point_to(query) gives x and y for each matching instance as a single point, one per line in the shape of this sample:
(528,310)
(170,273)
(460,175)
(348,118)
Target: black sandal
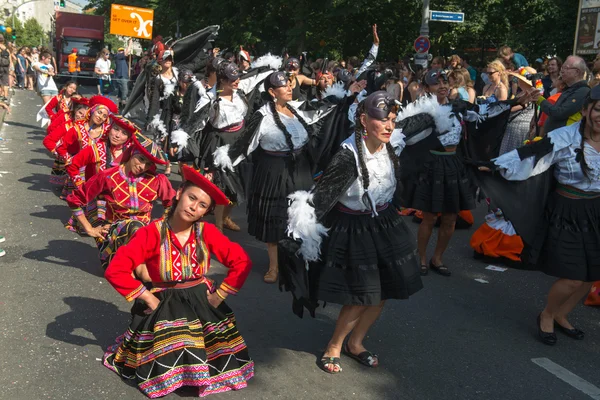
(442,269)
(366,358)
(335,361)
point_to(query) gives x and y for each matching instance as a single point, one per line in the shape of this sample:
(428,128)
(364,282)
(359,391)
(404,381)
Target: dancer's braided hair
(358,132)
(164,228)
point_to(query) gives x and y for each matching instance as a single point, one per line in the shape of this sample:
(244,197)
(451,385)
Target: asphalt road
(455,339)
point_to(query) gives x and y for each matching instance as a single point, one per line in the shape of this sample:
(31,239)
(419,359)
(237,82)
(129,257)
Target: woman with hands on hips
(184,319)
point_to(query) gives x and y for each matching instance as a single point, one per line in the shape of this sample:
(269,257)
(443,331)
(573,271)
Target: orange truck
(83,32)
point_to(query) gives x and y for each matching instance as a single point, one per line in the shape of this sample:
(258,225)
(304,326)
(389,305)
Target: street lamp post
(15,8)
(423,57)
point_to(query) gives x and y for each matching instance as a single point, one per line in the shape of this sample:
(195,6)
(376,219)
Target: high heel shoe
(572,333)
(548,338)
(271,276)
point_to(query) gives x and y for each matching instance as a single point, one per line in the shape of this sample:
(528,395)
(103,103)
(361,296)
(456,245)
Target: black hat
(433,76)
(343,75)
(276,80)
(185,76)
(292,62)
(595,93)
(380,104)
(216,62)
(229,71)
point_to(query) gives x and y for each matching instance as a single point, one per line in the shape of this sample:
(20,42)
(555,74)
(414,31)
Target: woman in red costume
(105,154)
(129,190)
(181,333)
(60,126)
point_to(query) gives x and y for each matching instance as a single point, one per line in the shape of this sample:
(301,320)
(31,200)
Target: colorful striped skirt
(58,175)
(185,341)
(95,212)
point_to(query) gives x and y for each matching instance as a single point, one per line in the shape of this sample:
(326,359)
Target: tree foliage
(338,28)
(32,34)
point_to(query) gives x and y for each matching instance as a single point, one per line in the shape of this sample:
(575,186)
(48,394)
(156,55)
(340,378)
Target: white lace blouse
(382,180)
(566,143)
(271,138)
(229,112)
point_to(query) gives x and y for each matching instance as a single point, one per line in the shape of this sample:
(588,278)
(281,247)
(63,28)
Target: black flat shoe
(572,333)
(442,269)
(548,338)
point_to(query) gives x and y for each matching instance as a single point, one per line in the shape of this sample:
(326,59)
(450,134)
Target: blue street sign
(422,44)
(446,16)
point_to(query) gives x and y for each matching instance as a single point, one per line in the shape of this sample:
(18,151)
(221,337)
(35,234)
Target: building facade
(41,10)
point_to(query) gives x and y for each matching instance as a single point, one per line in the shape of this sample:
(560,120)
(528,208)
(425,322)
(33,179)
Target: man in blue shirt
(518,60)
(122,73)
(21,68)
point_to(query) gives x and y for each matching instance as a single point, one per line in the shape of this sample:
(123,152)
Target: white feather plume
(198,85)
(159,125)
(268,60)
(397,141)
(337,90)
(169,90)
(303,225)
(442,115)
(180,138)
(222,159)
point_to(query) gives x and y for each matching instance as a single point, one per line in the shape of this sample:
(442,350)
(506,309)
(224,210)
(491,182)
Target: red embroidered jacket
(57,105)
(78,138)
(55,134)
(127,197)
(94,159)
(170,261)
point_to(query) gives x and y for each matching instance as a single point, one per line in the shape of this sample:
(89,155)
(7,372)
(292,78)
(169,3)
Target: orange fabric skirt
(495,243)
(593,298)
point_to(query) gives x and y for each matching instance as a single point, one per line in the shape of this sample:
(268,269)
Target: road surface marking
(569,377)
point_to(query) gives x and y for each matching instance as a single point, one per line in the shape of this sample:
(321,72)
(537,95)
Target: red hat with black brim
(148,149)
(190,174)
(106,102)
(81,100)
(125,124)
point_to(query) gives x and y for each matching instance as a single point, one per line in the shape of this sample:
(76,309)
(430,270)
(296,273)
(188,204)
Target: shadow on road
(97,317)
(41,151)
(69,253)
(37,128)
(41,183)
(43,162)
(54,212)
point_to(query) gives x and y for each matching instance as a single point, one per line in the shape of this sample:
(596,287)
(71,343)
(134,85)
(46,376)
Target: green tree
(32,34)
(17,27)
(338,28)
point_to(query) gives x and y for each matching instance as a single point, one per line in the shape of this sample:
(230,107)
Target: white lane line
(568,377)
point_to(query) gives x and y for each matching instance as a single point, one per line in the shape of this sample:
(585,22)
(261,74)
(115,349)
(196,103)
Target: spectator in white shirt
(45,71)
(103,71)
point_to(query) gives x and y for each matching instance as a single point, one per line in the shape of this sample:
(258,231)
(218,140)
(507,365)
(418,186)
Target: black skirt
(444,186)
(231,183)
(274,178)
(567,243)
(184,342)
(365,260)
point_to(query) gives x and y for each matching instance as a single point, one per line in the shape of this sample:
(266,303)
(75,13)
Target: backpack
(4,58)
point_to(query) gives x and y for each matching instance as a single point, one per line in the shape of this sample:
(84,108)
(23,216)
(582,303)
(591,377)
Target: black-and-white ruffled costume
(347,246)
(561,228)
(191,53)
(218,122)
(277,169)
(435,180)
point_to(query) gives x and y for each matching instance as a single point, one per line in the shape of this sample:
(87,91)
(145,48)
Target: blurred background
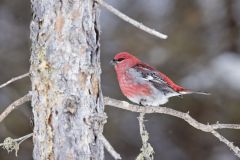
(201,53)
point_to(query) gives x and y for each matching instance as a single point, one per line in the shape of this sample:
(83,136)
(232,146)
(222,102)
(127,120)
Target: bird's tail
(186,91)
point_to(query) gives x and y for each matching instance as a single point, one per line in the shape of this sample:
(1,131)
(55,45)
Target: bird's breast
(133,86)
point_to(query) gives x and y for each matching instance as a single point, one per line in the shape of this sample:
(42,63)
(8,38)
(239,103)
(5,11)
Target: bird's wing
(150,74)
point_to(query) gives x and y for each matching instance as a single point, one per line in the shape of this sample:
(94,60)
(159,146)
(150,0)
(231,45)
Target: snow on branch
(184,116)
(131,21)
(14,105)
(14,79)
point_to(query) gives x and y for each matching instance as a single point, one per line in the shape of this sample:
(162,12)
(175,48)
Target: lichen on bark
(65,74)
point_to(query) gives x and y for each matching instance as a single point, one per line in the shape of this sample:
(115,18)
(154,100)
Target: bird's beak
(113,62)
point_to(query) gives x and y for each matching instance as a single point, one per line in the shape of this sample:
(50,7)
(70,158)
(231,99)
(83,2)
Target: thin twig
(14,105)
(109,147)
(185,116)
(11,144)
(21,139)
(14,79)
(132,21)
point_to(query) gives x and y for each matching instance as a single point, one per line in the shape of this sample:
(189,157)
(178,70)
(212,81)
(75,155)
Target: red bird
(143,84)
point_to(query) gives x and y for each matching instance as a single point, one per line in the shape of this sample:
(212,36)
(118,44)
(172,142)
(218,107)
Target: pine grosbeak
(143,84)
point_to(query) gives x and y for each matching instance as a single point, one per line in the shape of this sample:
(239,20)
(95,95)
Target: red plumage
(142,83)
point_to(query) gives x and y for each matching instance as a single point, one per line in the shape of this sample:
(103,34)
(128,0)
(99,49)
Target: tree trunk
(65,74)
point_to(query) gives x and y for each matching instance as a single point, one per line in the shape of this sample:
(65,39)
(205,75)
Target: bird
(143,84)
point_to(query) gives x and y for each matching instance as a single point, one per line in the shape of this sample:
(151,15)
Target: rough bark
(65,74)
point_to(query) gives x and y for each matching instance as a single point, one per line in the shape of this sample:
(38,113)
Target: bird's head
(124,59)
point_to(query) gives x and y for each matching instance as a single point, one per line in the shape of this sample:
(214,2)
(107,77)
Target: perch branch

════

WHAT YOU ARE ASKED TO DO: Would you please set down the listing above exactly, minus its images?

WRITTEN ANSWER:
point_to(query) gives x and y for each matching instance as a single point, one per line in the shape of this sample:
(528,310)
(170,273)
(460,175)
(348,118)
Target: black sandal
(442,269)
(366,358)
(335,361)
point_to(query) gives x and y for each matching instance as a single point, one per line in the shape of this sample:
(428,128)
(364,282)
(359,391)
(404,381)
Target: dancer's braided hair
(358,132)
(164,228)
point_to(query) gives x and y for each matching instance as a single point, one per line in the shape of this sample:
(244,197)
(451,385)
Target: asphalt road
(455,339)
point_to(query) gives x and y for each matching instance as a single point, one per line in the shape of this sample:
(31,239)
(419,359)
(237,82)
(129,257)
Target: woman with hands on hips
(184,319)
point_to(query) gives x and y for each matching instance as a single point, one per line in the shape of this sample:
(269,257)
(443,331)
(573,271)
Target: orange truck
(83,32)
point_to(query) gives x and y for each matching instance as a single point, one per line in the shape of this sample:
(258,225)
(304,326)
(389,305)
Target: street lamp post
(15,8)
(423,57)
point_to(query) gives x and y for each matching instance as a single point, one per line in the shape of this sample:
(195,6)
(376,219)
Target: high heel shoe
(572,333)
(548,338)
(271,276)
point_to(query) gives x and y for each matching instance as a single point, one per line in the shape of this sample:
(528,395)
(103,103)
(361,296)
(456,245)
Target: black hat
(433,76)
(343,75)
(276,80)
(185,76)
(292,62)
(595,93)
(380,104)
(216,62)
(229,71)
point_to(query) gives x and y for each matching instance as a single point, one per line in the shape of this sample:
(20,42)
(555,74)
(414,31)
Target: woman in red costume
(105,154)
(129,190)
(181,333)
(60,126)
point_to(query) gives x and y for each matching instance as a single point, one per line in the shape of this sample:
(301,320)
(31,200)
Target: colorful striped skirt
(58,175)
(185,341)
(95,212)
point_to(query) gives x and y for each matching instance as a single point, one per line in the shape of this sample:
(326,359)
Target: tree foliage
(338,28)
(32,34)
point_to(query) gives x and y for each matching instance as a single point, one per line in the shape of this sample:
(575,186)
(48,394)
(156,55)
(340,378)
Target: white lace blouse
(382,180)
(566,143)
(271,138)
(229,112)
point_to(query) gives x and y for each matching instance as a single point, one per line in the shape of this sample:
(588,278)
(281,247)
(63,28)
Target: black flat shoe
(572,333)
(442,269)
(548,338)
point_to(query) gives x and y for each matching instance as a single point, one per line in the shape of this sample:
(326,59)
(450,134)
Target: blue street sign
(422,44)
(446,16)
point_to(query) gives x and y for each matching instance as a single point, one per line in the shape of this sample:
(18,151)
(221,337)
(35,234)
Target: building facade
(41,10)
point_to(query) gives x and y for each matching instance as a single point, one per line in the shape of this sample:
(560,120)
(528,208)
(425,322)
(33,179)
Target: man in blue shirt
(518,60)
(122,73)
(21,68)
point_to(query) gives x and y for each matching instance as a single point, one per line in the shape of this sample:
(123,152)
Target: white feather plume
(198,85)
(159,125)
(268,60)
(397,141)
(337,90)
(169,90)
(303,225)
(442,115)
(180,138)
(222,159)
point_to(query) gives x and y for each matching instance as a single point, one per line in the shape of this sample:
(442,350)
(506,309)
(224,210)
(491,182)
Target: red embroidered jacket
(57,105)
(78,138)
(55,134)
(127,197)
(94,159)
(170,261)
point_to(query) gives x and y for each matching instance as a single point, one per line in the shape of this sample:
(89,155)
(7,372)
(292,78)
(169,3)
Target: orange fabric skirt
(495,243)
(593,298)
point_to(query) gives x and y for each matching instance as a single point, one per line in the shape of this sample:
(268,269)
Target: road surface marking
(569,377)
point_to(query) gives x and y for each matching instance as a single point, one per line in the shape of this sample:
(321,72)
(537,95)
Target: red hat with black brim
(148,149)
(190,174)
(106,102)
(81,100)
(125,124)
point_to(query) gives x and y for each matching instance as a single point, one per line in the shape of this sample:
(76,309)
(430,270)
(296,273)
(188,204)
Target: shadow on road
(97,317)
(41,151)
(69,253)
(37,128)
(41,183)
(43,162)
(54,212)
point_to(query) gives x and y for each matching instance as a single point, one per line in the shape of this sample:
(596,287)
(71,343)
(134,85)
(46,376)
Target: green tree
(32,34)
(17,27)
(338,28)
point_to(query) gives x and y for each matching instance as a single point, one per line in the shape of this sample:
(230,107)
Target: white lane line
(568,377)
point_to(query) gives x and y for each matching instance as a single point, one per line in the shape of this sample:
(585,22)
(261,74)
(115,349)
(196,103)
Target: spectator in white shirt
(45,71)
(103,71)
point_to(query) gives x and y for each matching instance as a single point, one per line in the shape of this sample:
(258,231)
(218,140)
(507,365)
(418,186)
Target: black skirt
(444,186)
(231,183)
(274,178)
(567,243)
(184,342)
(365,260)
point_to(query) gives x and y for each matching instance as a single point, one per line in the shape of this sample:
(266,303)
(75,13)
Target: backpack
(4,58)
point_to(query) gives x and y for each matching instance as a single point, one per line in the shape of this sample:
(84,108)
(23,216)
(582,303)
(591,377)
Target: black-and-white ruffled costume
(347,246)
(561,228)
(191,53)
(218,122)
(277,169)
(435,180)
point_to(query) gives x and y for each matching instance as a single point, one per line in the shape of this sample:
(87,91)
(145,48)
Target: blurred background
(201,53)
point_to(query) gives x and y for each matching instance as a single point, one per line in the shape of this sample:
(83,136)
(232,146)
(222,102)
(127,120)
Target: bird's tail
(186,91)
point_to(query) gives x and y for each matching instance as a single point, one per line in the shape of this sample:
(1,131)
(55,45)
Target: bird's breast
(133,86)
point_to(query) gives x and y for each matching instance as a single point, one per line in the shape of this sample:
(42,63)
(8,38)
(239,103)
(5,11)
Target: bird's wing
(150,74)
point_to(query) gives x and y for each matching instance as a single point, one per line in the shape of this sample:
(94,60)
(159,146)
(150,0)
(231,45)
Target: snow on branch
(184,116)
(131,21)
(14,105)
(14,79)
point_to(query) gives x and y for each matching instance as a single point, one per line in the shape of this sample:
(162,12)
(175,48)
Target: lichen on bark
(65,74)
point_to(query) gives x and y for each matching instance as a single point, one per line in the shape of this sample:
(115,18)
(154,100)
Target: bird's beak
(113,62)
point_to(query) gives x and y for each matching instance as a single point, one per line in the shape of this sample:
(50,7)
(70,158)
(231,99)
(83,2)
Target: thin twig
(14,105)
(109,147)
(185,116)
(11,144)
(21,139)
(14,79)
(132,21)
point_to(query) gives x and y for each matching instance as a single point, one per line in the shape of this sample:
(189,157)
(178,70)
(212,81)
(75,155)
Target: red bird
(143,84)
point_to(query) gives x and y for each matching instance as a single point, one per line in the shape of this sample:
(212,36)
(118,44)
(172,142)
(218,107)
Target: pine grosbeak
(143,84)
point_to(query) gives x and y for each matching instance as a single point, one per line in the shape of this sample:
(239,20)
(95,95)
Target: red plumage
(142,83)
point_to(query) gives x and y for each matching instance as a single point, one per line in the shape of this sample:
(103,34)
(128,0)
(99,49)
Target: tree trunk
(65,74)
point_to(query) gives x and y for each matching instance as a single point, one per line in the shape of this sample:
(65,39)
(205,75)
Target: bird
(143,84)
point_to(query) gives x and y for each matching instance as a single point, one per line in the shape of this sample:
(151,15)
Target: rough bark
(65,74)
point_to(query) gives x and y for each matching instance as a single point, one per line in the shape of this sample:
(38,113)
Target: bird's head
(124,59)
point_to(query) gives x and y for each matching instance as a single point, one per line in the shape of this sample:
(214,2)
(107,77)
Target: perch branch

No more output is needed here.